Tasks for this exercise:
A. In the forum thread, what did Ralph Blume mention during the phone call that led to finding the stove's problem?
B. Edit the stretch of the forum thread from "I am thinking" through "(Nov 16, 2015)" so that "board" is replaced by "circuit board".

Extract:
+++
Thanks for the quick replies gentlemen.  I have 1-3 & 7 now and plugging it in results in a system check with lights 2,3 lighting and then another sweep of the lights and 1,2,3 & 7  staying lit.  This results with the stove not responding to anything.  

I am running wood pellets, I have cleaned most of the stove prior to starting as you mentioned Rona.  I spoke with Blume in PA and I checked some things with him.  I was running at 0,1.5 when it was working well.

Thanks guys!


----------



## rona (Nov 15, 2015)

theblane said:


> Thanks for the quick replies gentlemen.  I have 1-3 & 7 now and plugging it in results in a system check with lights 2,3 lighting and then another sweep of the lights and 1,2,3 & 7  staying lit.  This results with the stove not responding to anything.
> 
> I am running wood pellets, I have cleaned most of the stove prior to starting as you mentioned Rona.  I spoke with Blume in PA and I checked some things with him.  I was running at 0,1.5 when it was working well.
> 
> Thanks guys!


I am thinking 123&7 means a dead stove  which sounds like your problem. Not being there I can only suggest doing what I suggested which was basically was a deep cleaning and while doing that you might have uncovered a problem such as  a reason why the stove doesn't work. The reason I do that I have seen inexperienced new owners make a simple mistake and the result is a stove not working. A example is flipping the slicer upside down when re assembling and it won't work that way but will send some strange combination of flashing lights.
  As a last resort we can say the board went bad  and send it in but I have seen the lights flash as yours did and the board checked out so the customer wasted 100.00 and still had a stove that didn't work.
  Send me a email  at rahfanderson@outlook.com  and I will suggest a few more ideas.


----------



## DOLLARBILL (Nov 16, 2015)

If you haven't figured out your problems yet giving Rona a call will help another person you may want to talk to is Ralph Blume ( I wish I still had his #! ) he sells parts for Bixbys or should I say( Fixmes) on Ebay ! Another good source is Mike @ bixbystoveparts.com, Mike worked at the bixby factory and can help with just about any problem ! If corn was cheap here in Maine Id probably still have a Bixby BUT I tried for 3 seasons to burn with wood pellets well the stove was anything but reliable!So now for four years Ive had a smile on my face and my Harman just keeps a running !
Good Luck to you ! i do think the Bixby burning corn is a good stove !


----------



## theblane (Dec 16, 2015)

Ralph Blume helped me find the problem!  I really appreciate all of your guy's help also.  I ended up sending him my board and got a new board back which fixed all the error codes but the stove still wasn't working.
I ended up calling Ralph back and during conversation Ralph mentioned a seal in the hopper and making sure it was good.. that raised a flag because I had not seen a seal when I did the deep clean you suggested.  I removed the 2 bolts from the upper auger cleanout deal and found that all was there was the metal plate; no springs, no gasket, nothing!  
Ralph sent me a prototype which I drilled 2 more holes and used the piece of rubber to create a seal above the pellet drop hole.  Stove runs great!
+++
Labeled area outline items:

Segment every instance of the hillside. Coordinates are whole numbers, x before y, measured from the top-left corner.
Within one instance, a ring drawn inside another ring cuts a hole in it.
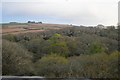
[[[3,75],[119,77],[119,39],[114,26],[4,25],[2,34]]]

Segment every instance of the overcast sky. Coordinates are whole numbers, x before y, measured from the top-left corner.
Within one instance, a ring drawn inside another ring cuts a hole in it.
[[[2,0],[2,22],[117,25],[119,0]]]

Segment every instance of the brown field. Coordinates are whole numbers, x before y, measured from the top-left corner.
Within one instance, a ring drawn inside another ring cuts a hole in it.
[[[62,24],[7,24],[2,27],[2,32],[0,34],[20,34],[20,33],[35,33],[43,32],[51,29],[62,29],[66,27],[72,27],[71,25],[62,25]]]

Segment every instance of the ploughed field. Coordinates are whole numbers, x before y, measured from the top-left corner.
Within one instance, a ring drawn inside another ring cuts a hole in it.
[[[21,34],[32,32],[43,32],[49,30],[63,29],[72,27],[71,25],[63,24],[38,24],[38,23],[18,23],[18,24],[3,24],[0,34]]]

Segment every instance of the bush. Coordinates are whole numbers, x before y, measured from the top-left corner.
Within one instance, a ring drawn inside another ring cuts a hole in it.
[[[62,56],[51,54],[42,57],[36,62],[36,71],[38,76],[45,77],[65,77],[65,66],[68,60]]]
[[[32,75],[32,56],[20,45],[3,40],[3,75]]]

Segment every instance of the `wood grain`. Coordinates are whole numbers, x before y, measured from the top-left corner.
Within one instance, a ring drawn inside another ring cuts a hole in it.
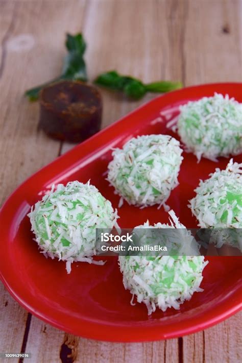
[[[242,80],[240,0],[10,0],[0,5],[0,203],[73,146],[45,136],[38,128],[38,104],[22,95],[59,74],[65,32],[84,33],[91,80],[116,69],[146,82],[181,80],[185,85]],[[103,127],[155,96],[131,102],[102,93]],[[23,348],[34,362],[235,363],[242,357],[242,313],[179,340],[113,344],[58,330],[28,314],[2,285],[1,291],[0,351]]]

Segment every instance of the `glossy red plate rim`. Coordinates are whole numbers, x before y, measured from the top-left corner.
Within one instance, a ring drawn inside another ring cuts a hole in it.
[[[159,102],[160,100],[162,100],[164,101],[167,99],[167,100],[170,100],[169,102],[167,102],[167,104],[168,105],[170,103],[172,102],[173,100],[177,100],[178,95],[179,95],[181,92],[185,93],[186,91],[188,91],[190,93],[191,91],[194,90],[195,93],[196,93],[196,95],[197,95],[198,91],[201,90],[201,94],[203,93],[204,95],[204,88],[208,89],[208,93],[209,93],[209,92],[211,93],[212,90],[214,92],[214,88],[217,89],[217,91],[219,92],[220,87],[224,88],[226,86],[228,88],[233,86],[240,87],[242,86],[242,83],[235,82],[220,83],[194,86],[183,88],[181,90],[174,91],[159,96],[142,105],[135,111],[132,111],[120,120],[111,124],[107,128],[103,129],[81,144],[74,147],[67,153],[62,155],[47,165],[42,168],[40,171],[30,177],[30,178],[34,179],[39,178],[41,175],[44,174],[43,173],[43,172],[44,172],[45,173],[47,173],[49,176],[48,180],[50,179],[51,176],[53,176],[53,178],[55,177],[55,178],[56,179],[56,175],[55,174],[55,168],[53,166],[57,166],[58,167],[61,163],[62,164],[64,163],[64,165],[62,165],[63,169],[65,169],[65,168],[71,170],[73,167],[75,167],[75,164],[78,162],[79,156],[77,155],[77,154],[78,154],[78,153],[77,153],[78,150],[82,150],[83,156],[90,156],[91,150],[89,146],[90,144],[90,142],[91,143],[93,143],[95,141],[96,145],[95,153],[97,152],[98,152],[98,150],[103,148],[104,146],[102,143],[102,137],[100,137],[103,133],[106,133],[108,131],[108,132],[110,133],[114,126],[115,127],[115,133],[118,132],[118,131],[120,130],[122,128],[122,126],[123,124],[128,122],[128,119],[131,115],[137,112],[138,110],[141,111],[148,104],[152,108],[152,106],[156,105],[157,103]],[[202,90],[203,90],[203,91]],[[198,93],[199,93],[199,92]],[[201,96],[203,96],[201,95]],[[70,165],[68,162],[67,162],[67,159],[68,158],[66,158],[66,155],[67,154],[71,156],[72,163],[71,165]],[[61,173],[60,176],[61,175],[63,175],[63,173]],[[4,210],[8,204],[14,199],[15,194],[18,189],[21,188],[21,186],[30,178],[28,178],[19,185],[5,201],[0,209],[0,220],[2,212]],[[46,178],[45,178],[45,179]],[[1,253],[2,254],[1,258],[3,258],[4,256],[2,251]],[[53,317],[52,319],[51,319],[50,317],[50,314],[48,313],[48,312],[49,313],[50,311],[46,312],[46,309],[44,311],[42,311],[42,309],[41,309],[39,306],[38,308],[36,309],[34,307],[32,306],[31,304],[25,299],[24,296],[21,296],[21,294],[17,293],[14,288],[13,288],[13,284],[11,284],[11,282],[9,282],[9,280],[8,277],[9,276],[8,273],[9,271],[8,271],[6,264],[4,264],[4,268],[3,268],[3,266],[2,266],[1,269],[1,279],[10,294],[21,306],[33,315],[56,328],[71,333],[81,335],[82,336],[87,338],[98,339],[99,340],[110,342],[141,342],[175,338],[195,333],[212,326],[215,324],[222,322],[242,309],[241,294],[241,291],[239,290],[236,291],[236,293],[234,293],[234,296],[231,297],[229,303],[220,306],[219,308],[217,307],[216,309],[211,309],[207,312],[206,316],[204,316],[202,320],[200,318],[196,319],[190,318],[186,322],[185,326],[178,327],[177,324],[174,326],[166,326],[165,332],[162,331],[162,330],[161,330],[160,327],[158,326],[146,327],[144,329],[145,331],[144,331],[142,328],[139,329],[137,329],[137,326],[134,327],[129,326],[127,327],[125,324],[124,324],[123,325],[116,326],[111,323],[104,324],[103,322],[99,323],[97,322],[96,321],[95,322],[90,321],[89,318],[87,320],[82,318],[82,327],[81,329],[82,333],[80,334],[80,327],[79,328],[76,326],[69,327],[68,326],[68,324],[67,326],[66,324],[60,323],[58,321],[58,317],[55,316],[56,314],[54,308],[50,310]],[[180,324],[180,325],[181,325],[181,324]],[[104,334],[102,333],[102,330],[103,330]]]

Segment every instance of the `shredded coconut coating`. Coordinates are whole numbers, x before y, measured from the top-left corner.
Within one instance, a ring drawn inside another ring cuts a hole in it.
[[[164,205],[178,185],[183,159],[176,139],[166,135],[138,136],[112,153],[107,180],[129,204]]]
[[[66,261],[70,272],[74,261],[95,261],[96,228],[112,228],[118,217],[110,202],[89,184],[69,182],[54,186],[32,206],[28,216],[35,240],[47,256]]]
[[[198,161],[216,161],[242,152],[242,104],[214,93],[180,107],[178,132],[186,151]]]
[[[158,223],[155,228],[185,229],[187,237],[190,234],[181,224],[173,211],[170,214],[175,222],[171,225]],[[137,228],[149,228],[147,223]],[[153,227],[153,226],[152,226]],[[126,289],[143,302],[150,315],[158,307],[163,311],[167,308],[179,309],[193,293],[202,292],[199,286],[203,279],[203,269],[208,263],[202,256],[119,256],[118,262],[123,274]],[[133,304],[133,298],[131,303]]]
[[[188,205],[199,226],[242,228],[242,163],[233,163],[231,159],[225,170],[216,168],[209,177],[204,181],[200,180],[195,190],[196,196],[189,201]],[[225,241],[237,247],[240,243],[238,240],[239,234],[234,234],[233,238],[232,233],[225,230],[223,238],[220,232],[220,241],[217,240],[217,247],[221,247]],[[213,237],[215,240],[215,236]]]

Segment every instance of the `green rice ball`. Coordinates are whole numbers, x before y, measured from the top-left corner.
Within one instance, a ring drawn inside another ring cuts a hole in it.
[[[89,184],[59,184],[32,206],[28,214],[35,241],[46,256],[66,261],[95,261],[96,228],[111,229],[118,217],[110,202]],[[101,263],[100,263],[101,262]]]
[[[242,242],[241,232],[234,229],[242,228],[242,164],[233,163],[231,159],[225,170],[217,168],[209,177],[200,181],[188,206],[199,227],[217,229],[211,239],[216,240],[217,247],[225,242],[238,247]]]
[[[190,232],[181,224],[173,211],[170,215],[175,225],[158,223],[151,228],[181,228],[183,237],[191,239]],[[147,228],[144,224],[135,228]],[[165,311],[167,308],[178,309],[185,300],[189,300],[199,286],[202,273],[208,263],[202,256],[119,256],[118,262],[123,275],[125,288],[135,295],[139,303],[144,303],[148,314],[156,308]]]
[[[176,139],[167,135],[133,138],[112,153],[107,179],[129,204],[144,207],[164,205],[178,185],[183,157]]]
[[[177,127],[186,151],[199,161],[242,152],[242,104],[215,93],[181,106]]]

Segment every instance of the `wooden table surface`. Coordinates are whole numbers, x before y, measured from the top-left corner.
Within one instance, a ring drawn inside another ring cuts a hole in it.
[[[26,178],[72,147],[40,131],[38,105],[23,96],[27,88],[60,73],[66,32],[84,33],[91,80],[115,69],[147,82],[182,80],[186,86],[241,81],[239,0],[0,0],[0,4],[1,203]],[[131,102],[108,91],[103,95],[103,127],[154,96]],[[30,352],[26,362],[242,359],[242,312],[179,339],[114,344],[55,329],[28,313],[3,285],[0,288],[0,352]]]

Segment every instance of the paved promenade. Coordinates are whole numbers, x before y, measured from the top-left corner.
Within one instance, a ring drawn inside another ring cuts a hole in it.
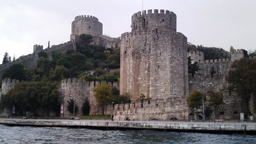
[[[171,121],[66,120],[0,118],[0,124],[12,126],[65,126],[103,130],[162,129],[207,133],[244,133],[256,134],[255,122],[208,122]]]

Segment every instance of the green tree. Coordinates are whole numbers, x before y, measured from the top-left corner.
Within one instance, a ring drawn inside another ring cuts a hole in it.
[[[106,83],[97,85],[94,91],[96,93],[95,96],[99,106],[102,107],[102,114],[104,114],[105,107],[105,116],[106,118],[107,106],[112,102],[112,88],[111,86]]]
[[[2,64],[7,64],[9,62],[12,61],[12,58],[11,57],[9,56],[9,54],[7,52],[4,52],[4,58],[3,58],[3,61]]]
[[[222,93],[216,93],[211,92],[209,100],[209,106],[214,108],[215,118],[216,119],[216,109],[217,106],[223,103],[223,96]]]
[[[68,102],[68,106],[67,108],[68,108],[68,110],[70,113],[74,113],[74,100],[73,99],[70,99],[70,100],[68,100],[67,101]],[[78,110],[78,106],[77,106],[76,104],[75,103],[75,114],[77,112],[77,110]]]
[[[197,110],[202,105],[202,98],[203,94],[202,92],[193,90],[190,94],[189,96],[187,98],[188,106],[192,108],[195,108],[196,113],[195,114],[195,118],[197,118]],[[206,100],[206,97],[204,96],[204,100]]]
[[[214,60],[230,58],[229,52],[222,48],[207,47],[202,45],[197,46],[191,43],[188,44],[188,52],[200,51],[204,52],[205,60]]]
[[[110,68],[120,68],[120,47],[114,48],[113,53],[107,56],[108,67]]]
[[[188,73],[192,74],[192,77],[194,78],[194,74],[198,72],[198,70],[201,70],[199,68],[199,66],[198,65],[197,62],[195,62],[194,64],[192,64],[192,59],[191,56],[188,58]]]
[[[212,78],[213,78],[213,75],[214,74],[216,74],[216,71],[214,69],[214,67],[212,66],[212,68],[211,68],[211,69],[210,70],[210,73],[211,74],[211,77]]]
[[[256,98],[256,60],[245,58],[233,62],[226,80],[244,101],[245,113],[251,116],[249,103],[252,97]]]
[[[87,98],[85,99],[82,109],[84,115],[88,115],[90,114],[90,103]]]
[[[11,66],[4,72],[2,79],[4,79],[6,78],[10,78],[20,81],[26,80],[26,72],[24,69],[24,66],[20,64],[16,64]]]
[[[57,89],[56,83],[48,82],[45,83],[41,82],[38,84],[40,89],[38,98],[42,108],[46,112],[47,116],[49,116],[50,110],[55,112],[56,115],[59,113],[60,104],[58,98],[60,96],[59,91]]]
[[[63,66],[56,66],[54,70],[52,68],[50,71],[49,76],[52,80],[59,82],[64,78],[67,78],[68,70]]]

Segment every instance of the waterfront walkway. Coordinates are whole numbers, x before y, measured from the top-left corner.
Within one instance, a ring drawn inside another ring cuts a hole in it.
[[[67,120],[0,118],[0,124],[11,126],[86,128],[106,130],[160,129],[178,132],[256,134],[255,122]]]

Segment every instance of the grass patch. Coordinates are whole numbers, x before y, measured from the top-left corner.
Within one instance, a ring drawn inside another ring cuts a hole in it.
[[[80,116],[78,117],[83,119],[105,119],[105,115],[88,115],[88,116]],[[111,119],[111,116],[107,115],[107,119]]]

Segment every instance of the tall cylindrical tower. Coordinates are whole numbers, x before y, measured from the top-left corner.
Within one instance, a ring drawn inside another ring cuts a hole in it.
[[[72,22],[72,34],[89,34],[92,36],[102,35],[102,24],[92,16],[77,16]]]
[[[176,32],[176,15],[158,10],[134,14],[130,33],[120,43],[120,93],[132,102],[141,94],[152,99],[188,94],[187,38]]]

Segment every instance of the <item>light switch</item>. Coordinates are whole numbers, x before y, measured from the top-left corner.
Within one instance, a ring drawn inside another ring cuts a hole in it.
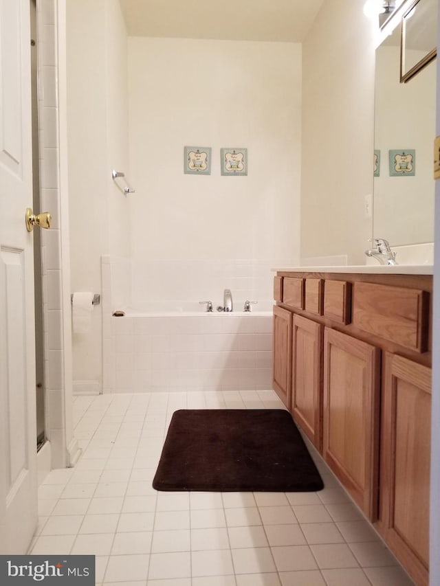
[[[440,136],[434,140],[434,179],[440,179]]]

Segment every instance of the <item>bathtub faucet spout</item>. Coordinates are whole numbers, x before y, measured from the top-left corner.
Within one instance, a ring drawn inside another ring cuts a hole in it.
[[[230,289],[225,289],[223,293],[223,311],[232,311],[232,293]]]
+++
Solution set:
A. He mentioned a seal in the hopper and making sure it was good.

B.
I am thinking 123&7 means a dead stove  which sounds like your problem. Not being there I can only suggest doing what I suggested which was basically was a deep cleaning and while doing that you might have uncovered a problem such as  a reason why the stove doesn't work. The reason I do that I have seen inexperienced new owners make a simple mistake and the result is a stove not working. A example is flipping the slicer upside down when re assembling and it won't work that way but will send some strange combination of flashing lights.
  As a last resort we can say the circuit board went bad  and send it in but I have seen the lights flash as yours did and the circuit board checked out so the customer wasted 100.00 and still had a stove that didn't work.
  Send me a email  at rahfanderson@outlook.com  and I will suggest a few more ideas.


----------



## DOLLARBILL (Nov 16, 2015)